### GIVEN RECORDS
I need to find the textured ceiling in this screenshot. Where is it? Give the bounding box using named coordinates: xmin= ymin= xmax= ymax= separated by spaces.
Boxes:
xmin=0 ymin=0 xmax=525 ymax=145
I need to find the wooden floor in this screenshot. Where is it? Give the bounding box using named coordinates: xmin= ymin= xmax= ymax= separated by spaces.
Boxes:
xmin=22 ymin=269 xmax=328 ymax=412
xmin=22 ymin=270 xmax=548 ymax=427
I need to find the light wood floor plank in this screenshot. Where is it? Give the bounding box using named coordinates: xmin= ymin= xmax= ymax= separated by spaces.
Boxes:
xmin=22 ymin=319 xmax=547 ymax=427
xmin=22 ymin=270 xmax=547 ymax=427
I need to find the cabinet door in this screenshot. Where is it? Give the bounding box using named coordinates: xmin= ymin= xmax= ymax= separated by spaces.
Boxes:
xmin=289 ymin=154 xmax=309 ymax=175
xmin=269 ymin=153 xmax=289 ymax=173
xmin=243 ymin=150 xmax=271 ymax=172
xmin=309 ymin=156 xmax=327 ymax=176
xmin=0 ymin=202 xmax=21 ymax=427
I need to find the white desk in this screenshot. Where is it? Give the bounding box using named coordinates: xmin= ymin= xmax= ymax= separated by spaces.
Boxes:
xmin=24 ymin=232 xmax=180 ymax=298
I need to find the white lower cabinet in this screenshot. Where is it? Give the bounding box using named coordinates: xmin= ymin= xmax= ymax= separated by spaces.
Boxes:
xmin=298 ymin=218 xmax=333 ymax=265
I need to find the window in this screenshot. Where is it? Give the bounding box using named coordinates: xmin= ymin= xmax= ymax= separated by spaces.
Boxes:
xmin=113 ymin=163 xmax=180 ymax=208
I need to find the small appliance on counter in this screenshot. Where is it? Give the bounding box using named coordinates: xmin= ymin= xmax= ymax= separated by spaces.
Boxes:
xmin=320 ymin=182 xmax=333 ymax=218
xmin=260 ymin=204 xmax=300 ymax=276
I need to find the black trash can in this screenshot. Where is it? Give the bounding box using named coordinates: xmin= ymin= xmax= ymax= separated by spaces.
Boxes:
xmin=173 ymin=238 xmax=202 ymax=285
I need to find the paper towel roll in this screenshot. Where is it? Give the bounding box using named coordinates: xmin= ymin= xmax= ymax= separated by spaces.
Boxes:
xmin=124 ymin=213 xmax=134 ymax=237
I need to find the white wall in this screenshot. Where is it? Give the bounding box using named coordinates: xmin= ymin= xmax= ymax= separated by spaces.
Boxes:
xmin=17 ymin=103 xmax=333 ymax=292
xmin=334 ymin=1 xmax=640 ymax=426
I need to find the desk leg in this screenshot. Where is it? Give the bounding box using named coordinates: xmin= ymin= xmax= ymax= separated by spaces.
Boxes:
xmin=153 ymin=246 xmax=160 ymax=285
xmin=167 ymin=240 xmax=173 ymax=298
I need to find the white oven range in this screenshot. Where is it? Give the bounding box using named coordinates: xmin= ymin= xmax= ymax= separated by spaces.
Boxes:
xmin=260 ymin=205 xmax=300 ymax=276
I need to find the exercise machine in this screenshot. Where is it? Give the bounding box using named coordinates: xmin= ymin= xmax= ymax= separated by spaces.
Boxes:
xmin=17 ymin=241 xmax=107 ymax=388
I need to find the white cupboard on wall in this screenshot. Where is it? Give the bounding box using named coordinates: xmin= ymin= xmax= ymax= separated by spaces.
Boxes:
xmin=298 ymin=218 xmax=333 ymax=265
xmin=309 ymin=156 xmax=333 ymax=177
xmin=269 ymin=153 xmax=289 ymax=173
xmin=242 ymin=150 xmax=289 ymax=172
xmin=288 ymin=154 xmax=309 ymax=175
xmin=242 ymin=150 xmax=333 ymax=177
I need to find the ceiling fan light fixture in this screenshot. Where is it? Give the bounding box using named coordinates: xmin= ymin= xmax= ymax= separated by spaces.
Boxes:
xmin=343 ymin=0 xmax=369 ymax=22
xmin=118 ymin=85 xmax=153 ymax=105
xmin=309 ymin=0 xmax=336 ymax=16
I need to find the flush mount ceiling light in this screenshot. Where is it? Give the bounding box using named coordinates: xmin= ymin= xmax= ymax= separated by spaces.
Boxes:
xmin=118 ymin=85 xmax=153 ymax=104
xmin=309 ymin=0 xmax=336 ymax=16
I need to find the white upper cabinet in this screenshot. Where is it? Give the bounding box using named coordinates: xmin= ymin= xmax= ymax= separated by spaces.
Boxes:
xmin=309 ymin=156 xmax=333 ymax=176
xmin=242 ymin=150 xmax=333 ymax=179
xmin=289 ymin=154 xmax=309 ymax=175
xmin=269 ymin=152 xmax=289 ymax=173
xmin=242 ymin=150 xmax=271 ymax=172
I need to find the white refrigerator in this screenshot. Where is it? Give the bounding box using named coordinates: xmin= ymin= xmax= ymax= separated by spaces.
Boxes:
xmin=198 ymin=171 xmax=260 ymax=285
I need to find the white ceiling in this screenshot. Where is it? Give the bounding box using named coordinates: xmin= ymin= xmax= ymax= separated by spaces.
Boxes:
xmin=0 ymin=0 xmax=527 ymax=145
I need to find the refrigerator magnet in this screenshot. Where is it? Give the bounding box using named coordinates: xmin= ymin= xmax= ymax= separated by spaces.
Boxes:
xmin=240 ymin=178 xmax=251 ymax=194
######
Copy all the records above word for word, leaving every line unchanged.

I need to find the textured ceiling in this screenshot. Where is it? Give the bounding box using named coordinates: xmin= ymin= xmax= ymax= separated by spaces.
Boxes:
xmin=0 ymin=0 xmax=525 ymax=145
I need to find the wooden floor in this screenshot. Where is it? Give the bounding box using named coordinates: xmin= ymin= xmax= ymax= separated by spaces.
Boxes:
xmin=22 ymin=269 xmax=328 ymax=412
xmin=22 ymin=270 xmax=548 ymax=427
I need to find the light wood floor plank in this screenshot. Where is it? Give the bounding box using named coordinates: xmin= ymin= xmax= ymax= separated by spaces.
Boxes:
xmin=22 ymin=319 xmax=547 ymax=427
xmin=22 ymin=270 xmax=547 ymax=427
I need to find the cabinet door in this screenshot. Where is it? Give the bounding box using named coordinates: xmin= ymin= xmax= ymax= separated by spaces.
Boxes:
xmin=289 ymin=154 xmax=309 ymax=175
xmin=269 ymin=153 xmax=289 ymax=173
xmin=243 ymin=150 xmax=271 ymax=172
xmin=309 ymin=156 xmax=327 ymax=176
xmin=0 ymin=202 xmax=21 ymax=427
I need to find the white desk in this screenshot. Where is it? Give the bounding box using named coordinates: xmin= ymin= xmax= ymax= separated by spaces.
Boxes:
xmin=24 ymin=232 xmax=180 ymax=298
I need to find the white lower cabinet in this screenshot. Where is it? Give the bounding box using named coordinates: xmin= ymin= xmax= ymax= separated by spaces.
Boxes:
xmin=298 ymin=218 xmax=333 ymax=265
I need to find the window in this screenshot. Where is it? Give the bounding box using named coordinates: xmin= ymin= xmax= ymax= separated by spaces.
Boxes:
xmin=113 ymin=163 xmax=180 ymax=208
I need to find the small appliance on counter in this screenshot. Where is it? Give the bounding box using named coordinates: xmin= ymin= xmax= ymax= separated by spaces.
Boxes:
xmin=320 ymin=182 xmax=333 ymax=218
xmin=260 ymin=204 xmax=300 ymax=276
I need to find the black trash can in this screenshot. Where is it? Give the bounding box using named coordinates: xmin= ymin= xmax= ymax= separated by spaces.
Boxes:
xmin=173 ymin=238 xmax=202 ymax=285
I need to find the paper towel roll in this screenshot. Where is it? Give the bounding box using named coordinates: xmin= ymin= xmax= ymax= separated by spaces.
Boxes:
xmin=124 ymin=213 xmax=134 ymax=237
I need to find the white wall in this screenshot. Where is it? Give the bounding box using named coordinates: xmin= ymin= xmax= ymax= separated by spaces.
Boxes:
xmin=17 ymin=103 xmax=333 ymax=292
xmin=334 ymin=1 xmax=640 ymax=426
I need to find the desk leg in this screenshot. Where is it? Give the bounding box using named coordinates: xmin= ymin= xmax= ymax= separated by spaces.
Boxes:
xmin=153 ymin=246 xmax=160 ymax=285
xmin=167 ymin=240 xmax=173 ymax=298
I need to find the white oven range in this screenshot. Where is it? Give the bounding box using named coordinates: xmin= ymin= xmax= ymax= separated by spaces.
Boxes:
xmin=260 ymin=205 xmax=300 ymax=276
I need to find the exercise machine in this screenshot. Where is it? Give the bounding box using named coordinates: xmin= ymin= xmax= ymax= separated by spaces.
Boxes:
xmin=17 ymin=241 xmax=107 ymax=388
I need to find the white cupboard on wall in this screenshot. Where is it? Give the bounding box using named coordinates: xmin= ymin= xmax= ymax= separated by spaces.
Boxes:
xmin=298 ymin=218 xmax=333 ymax=265
xmin=309 ymin=156 xmax=333 ymax=177
xmin=269 ymin=153 xmax=289 ymax=173
xmin=242 ymin=150 xmax=289 ymax=172
xmin=288 ymin=154 xmax=309 ymax=175
xmin=242 ymin=150 xmax=333 ymax=177
I need to find the ceiling fan light fixture in this screenshot. Where is it? Give the bounding box using named coordinates: xmin= ymin= xmax= ymax= separated by spaces.
Boxes:
xmin=343 ymin=0 xmax=369 ymax=22
xmin=118 ymin=85 xmax=153 ymax=105
xmin=309 ymin=0 xmax=336 ymax=16
I need to find the flush mount ceiling light in this screenshot. Where is it? Give the bounding box using named coordinates: xmin= ymin= xmax= ymax= separated by spaces.
Boxes:
xmin=118 ymin=85 xmax=153 ymax=104
xmin=309 ymin=0 xmax=336 ymax=16
I need to find the white upper cabinet in this screenshot. Where is it? Give the bounding box using named coordinates: xmin= ymin= xmax= ymax= separated by spaces.
Boxes:
xmin=309 ymin=156 xmax=333 ymax=176
xmin=242 ymin=150 xmax=333 ymax=179
xmin=289 ymin=154 xmax=309 ymax=175
xmin=269 ymin=152 xmax=289 ymax=173
xmin=242 ymin=150 xmax=271 ymax=172
I need to find the white refrigerator in this screenshot. Where is it? Give the bounding box using named coordinates: xmin= ymin= xmax= ymax= separated by spaces.
Boxes:
xmin=198 ymin=171 xmax=260 ymax=285
I need to find the white ceiling in this screenshot. Where is it? Give the bounding box using named coordinates: xmin= ymin= xmax= ymax= separated by spaces.
Boxes:
xmin=0 ymin=0 xmax=527 ymax=145
I need to find the refrigerator magnet in this screenshot. Where is it? Give the bounding box using named coordinates: xmin= ymin= xmax= ymax= separated by spaces.
Boxes:
xmin=240 ymin=178 xmax=251 ymax=194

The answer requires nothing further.